- _Written exercise_: Quote every item below verbatim, and leave the pictures out of your answer.
..............................
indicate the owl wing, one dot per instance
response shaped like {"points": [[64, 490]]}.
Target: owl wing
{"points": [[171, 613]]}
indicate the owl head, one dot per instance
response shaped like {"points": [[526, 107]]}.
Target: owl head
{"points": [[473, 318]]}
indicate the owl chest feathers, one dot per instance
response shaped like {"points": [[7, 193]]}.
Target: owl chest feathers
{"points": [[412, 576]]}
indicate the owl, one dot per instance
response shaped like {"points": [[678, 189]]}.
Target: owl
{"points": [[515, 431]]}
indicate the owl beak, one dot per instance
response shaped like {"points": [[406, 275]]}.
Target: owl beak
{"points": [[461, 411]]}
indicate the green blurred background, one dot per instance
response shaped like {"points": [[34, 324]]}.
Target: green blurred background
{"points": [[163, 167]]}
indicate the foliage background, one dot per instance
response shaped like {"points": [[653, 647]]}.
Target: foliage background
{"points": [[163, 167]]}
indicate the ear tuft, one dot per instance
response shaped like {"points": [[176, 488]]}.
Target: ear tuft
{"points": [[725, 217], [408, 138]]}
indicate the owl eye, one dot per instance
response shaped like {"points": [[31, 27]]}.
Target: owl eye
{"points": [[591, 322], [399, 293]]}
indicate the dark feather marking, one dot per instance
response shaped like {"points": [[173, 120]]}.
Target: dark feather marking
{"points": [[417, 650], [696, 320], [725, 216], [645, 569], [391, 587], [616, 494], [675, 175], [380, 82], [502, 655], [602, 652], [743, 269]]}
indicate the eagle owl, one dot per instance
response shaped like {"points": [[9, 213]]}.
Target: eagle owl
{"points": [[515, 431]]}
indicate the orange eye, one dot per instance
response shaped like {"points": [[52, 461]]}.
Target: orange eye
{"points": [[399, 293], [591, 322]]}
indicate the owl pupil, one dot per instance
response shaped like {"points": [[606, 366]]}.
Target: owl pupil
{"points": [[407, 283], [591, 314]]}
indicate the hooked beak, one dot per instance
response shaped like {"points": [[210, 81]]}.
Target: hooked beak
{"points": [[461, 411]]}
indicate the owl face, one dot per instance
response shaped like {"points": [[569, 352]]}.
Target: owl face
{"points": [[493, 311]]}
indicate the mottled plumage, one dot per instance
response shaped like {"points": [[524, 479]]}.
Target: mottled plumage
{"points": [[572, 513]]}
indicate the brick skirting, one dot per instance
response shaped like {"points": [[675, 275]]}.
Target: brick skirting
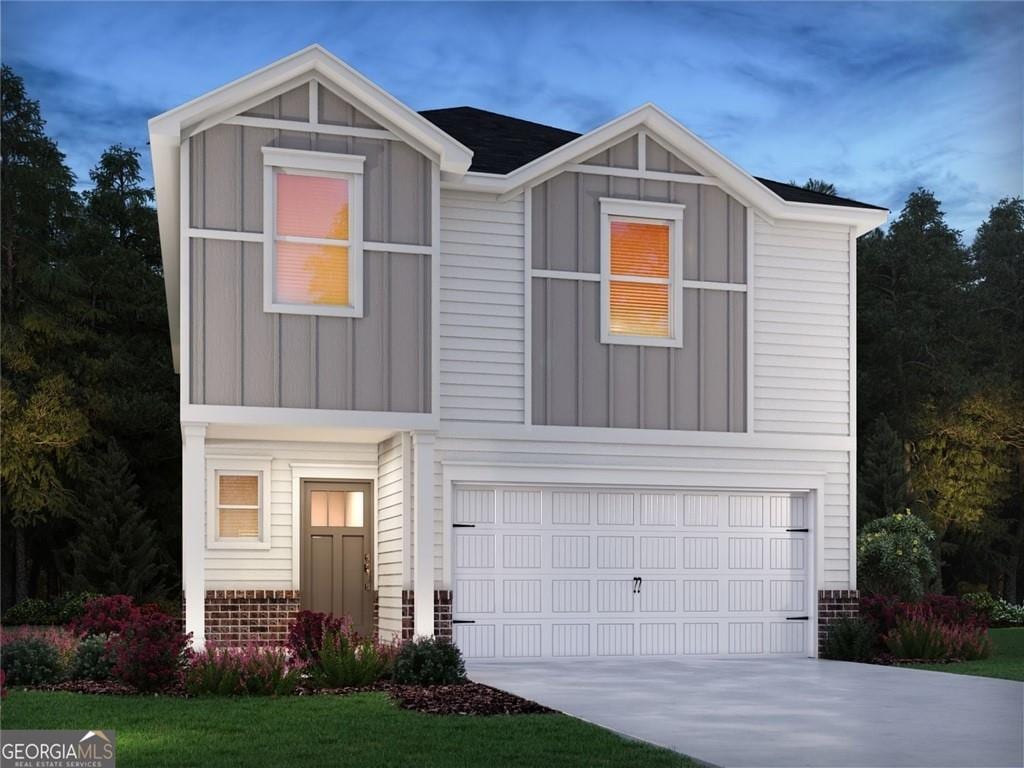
{"points": [[834, 605], [243, 616], [442, 614]]}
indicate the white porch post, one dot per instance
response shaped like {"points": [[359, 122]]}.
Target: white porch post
{"points": [[423, 526], [194, 528]]}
..............................
- _Exercise output_:
indicate the owl wing, one dot per instance
response shaped like {"points": [[64, 490]]}.
Target: owl wing
{"points": [[171, 613]]}
indicate the owl head, one dot per instance
response shaped like {"points": [[526, 107]]}.
Target: owl head
{"points": [[473, 318]]}
indicate the owl chest feathers, one dot per instance
response shaped like {"points": [[7, 193]]}.
Target: owl chest feathers
{"points": [[412, 576]]}
indicate the owl, one dot per instance
response shaped like {"points": [[678, 189]]}.
Target: owl
{"points": [[515, 431]]}
indicate the owl beak, one dot per instance
response shaped like {"points": [[406, 275]]}.
Target: owl beak
{"points": [[461, 411]]}
indicate the green blurred background, one dot per instance
response shaped like {"points": [[34, 324]]}.
Target: green blurred background
{"points": [[163, 167]]}
indicate the foliage background, one dot per instance
response shaped like {"points": [[653, 647]]}.
Target: foliage background
{"points": [[163, 167]]}
indicate the ear tuft, one dot per instance
response shaped like {"points": [[176, 488]]}.
Target: ear tuft
{"points": [[725, 217], [408, 138]]}
indicate the owl eye, one dot per instance
response shaped like {"points": [[31, 27]]}.
Target: owl eye
{"points": [[591, 322], [399, 293]]}
indicate the dark feather marking, one dot per instance
response shaped like {"points": [[173, 120]]}.
Target: dark feather marking
{"points": [[417, 650], [696, 320], [725, 216], [645, 569], [391, 587], [616, 494], [675, 175], [380, 82], [502, 655], [602, 652], [743, 269]]}
indicate the eagle owl, one dot per instance
response shaped like {"points": [[9, 213]]}.
Target: eagle owl
{"points": [[515, 431]]}
indicate the orange eye, one dot per instance
response shaped like {"points": [[52, 461]]}.
Target: orange eye
{"points": [[399, 293], [591, 322]]}
indicate the owl pupil, one dot per instance
response shaped like {"points": [[606, 366]]}.
Target: owl pupil
{"points": [[407, 283], [591, 314]]}
indicate the hooked beak, one dot per instance
response shaped like {"points": [[210, 81]]}.
Target: hooked beak
{"points": [[461, 411]]}
indicate the owl face, one dot per instance
response shaped like {"points": [[569, 352]]}.
Target: owl face
{"points": [[493, 311]]}
indicate the mottled plumage, one dot per instance
response shaped like {"points": [[524, 479]]}.
Target: mottled plumage
{"points": [[572, 513]]}
indicate the brick skirting, one dot per instance
response shaped like {"points": [[675, 275]]}.
Target: brick skirting
{"points": [[834, 605], [243, 616], [442, 614]]}
indicate the white porch post, one dot per instance
response shaped like {"points": [[359, 122]]}.
Target: white porch post
{"points": [[423, 526], [194, 528]]}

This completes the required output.